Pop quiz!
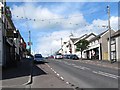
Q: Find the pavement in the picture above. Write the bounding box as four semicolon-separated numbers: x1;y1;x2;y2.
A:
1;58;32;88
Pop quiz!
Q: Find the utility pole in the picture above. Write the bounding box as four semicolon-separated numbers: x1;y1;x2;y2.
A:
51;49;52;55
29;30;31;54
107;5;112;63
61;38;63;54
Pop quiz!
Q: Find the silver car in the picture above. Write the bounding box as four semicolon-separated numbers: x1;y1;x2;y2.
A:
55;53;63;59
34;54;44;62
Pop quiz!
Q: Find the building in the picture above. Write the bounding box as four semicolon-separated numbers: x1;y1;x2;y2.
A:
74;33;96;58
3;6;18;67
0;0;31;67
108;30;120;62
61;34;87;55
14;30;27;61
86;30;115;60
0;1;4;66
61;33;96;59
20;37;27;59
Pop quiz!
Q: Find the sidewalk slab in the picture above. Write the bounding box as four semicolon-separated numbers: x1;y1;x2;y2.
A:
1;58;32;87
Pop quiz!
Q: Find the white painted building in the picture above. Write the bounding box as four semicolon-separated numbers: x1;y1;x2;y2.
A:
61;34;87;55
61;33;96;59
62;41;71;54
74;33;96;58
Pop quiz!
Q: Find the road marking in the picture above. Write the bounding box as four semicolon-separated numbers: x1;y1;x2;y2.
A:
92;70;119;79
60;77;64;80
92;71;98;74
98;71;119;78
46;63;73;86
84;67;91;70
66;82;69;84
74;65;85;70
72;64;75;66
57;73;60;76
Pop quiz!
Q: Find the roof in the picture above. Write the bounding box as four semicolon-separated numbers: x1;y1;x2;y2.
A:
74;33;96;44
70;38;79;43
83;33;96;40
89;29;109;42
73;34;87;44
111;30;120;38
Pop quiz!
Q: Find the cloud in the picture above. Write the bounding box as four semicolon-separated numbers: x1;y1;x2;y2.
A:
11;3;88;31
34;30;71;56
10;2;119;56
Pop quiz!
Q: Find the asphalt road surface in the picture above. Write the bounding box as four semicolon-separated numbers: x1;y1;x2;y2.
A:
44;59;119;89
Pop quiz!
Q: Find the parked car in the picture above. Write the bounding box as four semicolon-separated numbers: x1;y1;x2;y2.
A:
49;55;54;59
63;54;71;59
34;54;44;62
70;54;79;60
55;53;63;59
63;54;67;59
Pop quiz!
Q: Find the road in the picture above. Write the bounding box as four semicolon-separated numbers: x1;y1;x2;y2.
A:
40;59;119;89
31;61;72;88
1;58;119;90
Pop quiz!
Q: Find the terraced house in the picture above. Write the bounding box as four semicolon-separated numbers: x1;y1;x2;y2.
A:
════
Could the lines above be copied out exactly, with no image carried over?

Pop quiz!
Q: Find the pavement in the picture above. Write the bounding box as four semicolon-separated numbers: x1;y1;x2;y2.
A:
1;58;32;88
Pop quiz!
Q: Find the utility pole in the picture above. Write the bounding box as four semicolon-separated numbers: x1;y1;x2;y2.
A:
51;49;52;55
29;30;31;54
107;5;112;63
61;38;63;54
Pop quiz!
Q: Find the silver car in the picture above. Write the bounding box as four semicolon-separated numbers: x1;y1;x2;y2.
A:
55;53;63;59
34;54;44;62
Pop quiz!
Q: Find the building in the picture above. Write the bounding box as four semicolon-separated numbers: x1;y1;x2;y2.
A:
74;33;96;58
3;6;18;67
0;0;31;67
108;30;120;62
61;34;87;55
14;30;27;61
86;30;115;60
0;1;4;66
61;33;96;59
20;37;27;59
Pop quiz!
Q: Find the sidewalk slab in the picture above. Write the bounding box as four semicolon-separated numbers: x1;y1;x2;y2.
A:
1;58;32;87
Pop quiz!
Q: Find the white painted building in the picture above. Write the bounding box as four semicolon-separated numbers: x1;y1;x2;y2.
A:
61;34;87;55
61;33;96;59
62;41;71;54
74;33;96;58
Pop quiz!
Q: Find the road marking in the picture above. Write the bounding box as four semicolon-separated numbers: x1;y1;x2;y2.
A:
92;70;119;79
60;77;64;80
92;71;98;74
98;71;119;78
46;63;73;86
84;67;91;70
66;82;69;84
74;65;85;70
72;64;75;66
57;73;60;76
Pop quiz!
Q: Find the roof in the picture above. Write the bounding box as four semicolon-separated numbers: x1;y1;x2;y2.
A:
74;33;96;44
70;38;79;43
83;33;96;40
89;29;109;42
73;34;87;44
111;30;120;38
Pop quiz!
Q: Find the cloud in the picture above. Write the bounding box as four semicolon-separated numbers: x1;y1;x2;y2.
A:
11;3;88;31
34;30;71;56
10;2;119;56
Pop quiz!
Q: Find the asphalt road surface in the picture above. Write the bounding box as four semicolon-separated numbers: x1;y1;x2;y2.
A:
44;59;119;89
Pop quiz!
Q: Find the parked car in the picture above. Write the bounding box as four semicolon-separated numbers: x1;y1;x2;y2.
A:
49;55;54;59
63;54;71;59
34;54;44;62
70;54;79;60
55;53;63;59
63;54;67;59
Pop quiz!
Q: Find the road in the picture above. Write the bounding box as four semicolon-separated numbers: x1;y1;x2;y2.
A:
40;59;119;89
31;61;72;88
1;58;119;90
Pop quiz!
Q: Find the terraced house in the picture above. Write the bounding box as four semicolon-separated numbers: x1;y1;x2;y2.
A:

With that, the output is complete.